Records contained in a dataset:

*-*-*

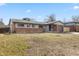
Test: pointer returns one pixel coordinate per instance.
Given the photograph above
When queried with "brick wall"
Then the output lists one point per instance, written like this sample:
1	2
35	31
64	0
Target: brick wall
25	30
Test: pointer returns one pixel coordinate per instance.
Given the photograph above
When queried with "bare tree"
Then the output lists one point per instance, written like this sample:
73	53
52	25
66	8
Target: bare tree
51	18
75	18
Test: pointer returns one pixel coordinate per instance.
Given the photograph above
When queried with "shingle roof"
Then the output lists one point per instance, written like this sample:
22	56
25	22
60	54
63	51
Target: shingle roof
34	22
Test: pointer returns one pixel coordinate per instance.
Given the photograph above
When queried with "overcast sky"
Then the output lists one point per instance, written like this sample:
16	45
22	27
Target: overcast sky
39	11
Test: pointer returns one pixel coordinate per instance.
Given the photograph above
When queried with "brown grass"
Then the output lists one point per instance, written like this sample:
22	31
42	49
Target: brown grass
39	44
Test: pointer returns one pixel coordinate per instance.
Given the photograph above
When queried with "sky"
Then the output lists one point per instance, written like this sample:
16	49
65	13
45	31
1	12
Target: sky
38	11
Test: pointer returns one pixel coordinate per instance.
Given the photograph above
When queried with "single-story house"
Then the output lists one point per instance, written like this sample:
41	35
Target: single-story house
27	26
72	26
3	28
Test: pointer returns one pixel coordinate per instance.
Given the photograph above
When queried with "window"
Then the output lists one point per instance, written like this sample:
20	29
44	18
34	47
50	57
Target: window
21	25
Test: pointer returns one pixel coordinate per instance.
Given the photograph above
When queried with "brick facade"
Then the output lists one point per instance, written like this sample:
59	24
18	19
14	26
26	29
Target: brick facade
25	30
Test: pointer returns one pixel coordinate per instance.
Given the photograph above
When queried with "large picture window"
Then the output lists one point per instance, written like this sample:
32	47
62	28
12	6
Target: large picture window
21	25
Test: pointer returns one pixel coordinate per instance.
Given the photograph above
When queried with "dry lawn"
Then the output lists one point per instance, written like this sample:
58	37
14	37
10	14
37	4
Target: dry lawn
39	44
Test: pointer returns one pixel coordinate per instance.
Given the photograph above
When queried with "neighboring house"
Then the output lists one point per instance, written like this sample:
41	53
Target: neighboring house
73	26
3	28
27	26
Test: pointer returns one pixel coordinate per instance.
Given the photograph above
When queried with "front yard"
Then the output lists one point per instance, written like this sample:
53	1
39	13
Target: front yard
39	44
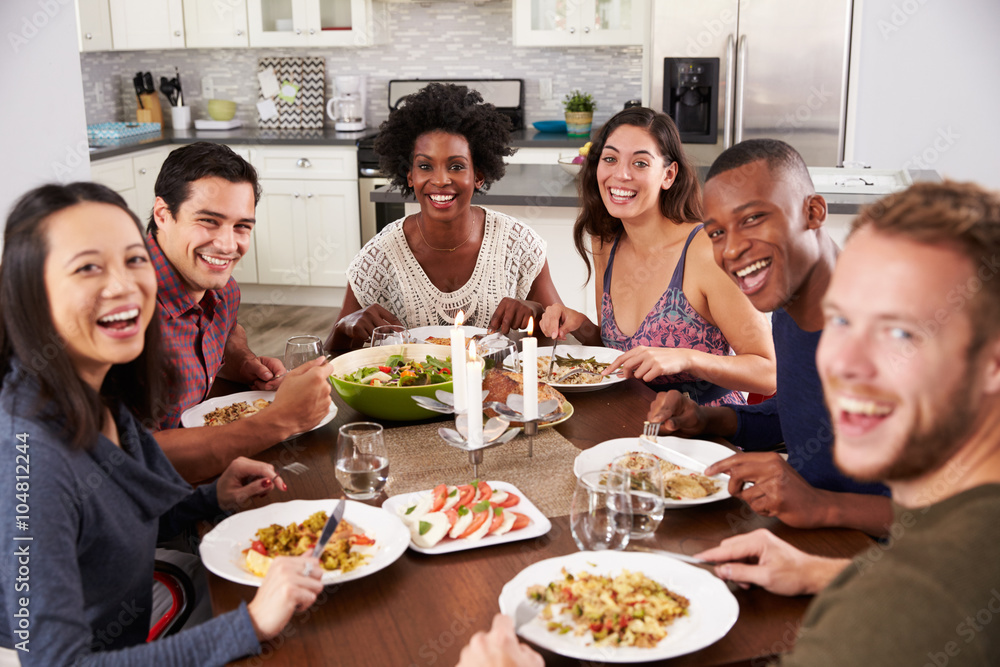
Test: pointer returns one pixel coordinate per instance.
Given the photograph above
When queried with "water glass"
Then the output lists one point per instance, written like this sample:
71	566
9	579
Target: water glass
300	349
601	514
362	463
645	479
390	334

*-*-*

» BRIEF
Make an exact copy of every entry above, minus the images.

» TASK RESPONSE
Test: pointer returns one pixel coordinate per instance.
Given the photograph above
When queried with "brick wall"
Then the output lists one point per instance, written like this sample:
1	2
35	31
64	0
Target: brick wall
25	30
Test: pointer returns one pixel coordinate per instance.
Given the photograph above
When queried with "bare tree"
Then the output lists one point per instance, written like this sample:
73	53
52	25
66	8
Target: bare tree
51	18
75	18
Test: pointer returns one pixel coordinate per instance.
Given the photograph above
When queried with "shingle roof"
Then the output lists one point per instance, written like this sample:
22	56
25	22
60	54
63	51
Target: shingle roof
34	22
Test: pointer returns one pixel coordinate per instance.
Given the photograph above
When queried with "overcast sky"
Then the output lists one point per instance, written like this sample:
16	45
22	27
Target: overcast sky
39	11
Test: pointer returns one pixel coordinate per instance.
Given the photograph above
When queried with "brown grass"
Then the output lists one point per instance, written like this sample:
22	31
42	49
Target: brown grass
39	44
Test: pointer returns one pixel coordinate per instance.
Given the photograph above
When queried with "sky"
Then the output lists one point per instance, written like this sample:
16	49
65	13
45	31
1	12
Target: sky
38	11
Test: pointer returns one pixel coordinate per instance.
Given the photograph above
When queried with "single-story house"
Then the output lists one point per instance, written like this sample:
41	35
Target: single-story house
27	26
72	26
3	28
Test: pointer returns one pixel coordinate per instance.
Given the photograph above
When queried with "window"
Then the output lists one point per instance, written like this sample:
20	29
44	18
34	47
50	57
Target: window
21	25
Test: pointer returns one pixel coordinate per instance.
Given the photograph above
When queried with "brick facade"
Then the output lists one point per instance, written like this sample:
59	24
18	19
14	26
26	29
Target: brick facade
25	30
Test: pointer returns one pixel coordinate per instance.
Given the photograph above
When queried with "large picture window"
Then the output lists one point per instance, written like this sample:
32	47
62	28
12	6
Target: large picture window
21	25
Test: pointer returns one pixel coordinate per instance.
Given the photograph above
When queried with "dry lawn"
Then the output lists one point per instance, written like this sample:
58	37
14	37
10	14
37	4
Target: dry lawn
39	44
Test: pointer returns one pixel coordinate per instance.
Given the photograph above
When queried with "neighboring house"
Then the output lists one point per instance, written like this sample:
41	53
Target: neighboring house
73	26
3	28
27	26
Test: pointer returns one pixel coordinate per instance.
Given the photograph above
When queried with "front yard"
Then the output lists one point per instance, written like this sample:
53	1
39	13
Target: front yard
39	44
Test: pointer returns one pixel coordinate per instance.
Given the photograph above
When queried with "water glass"
Then the output lists one point per instance, written like this sample:
71	566
9	579
Target: water glass
300	349
601	514
362	463
645	479
390	334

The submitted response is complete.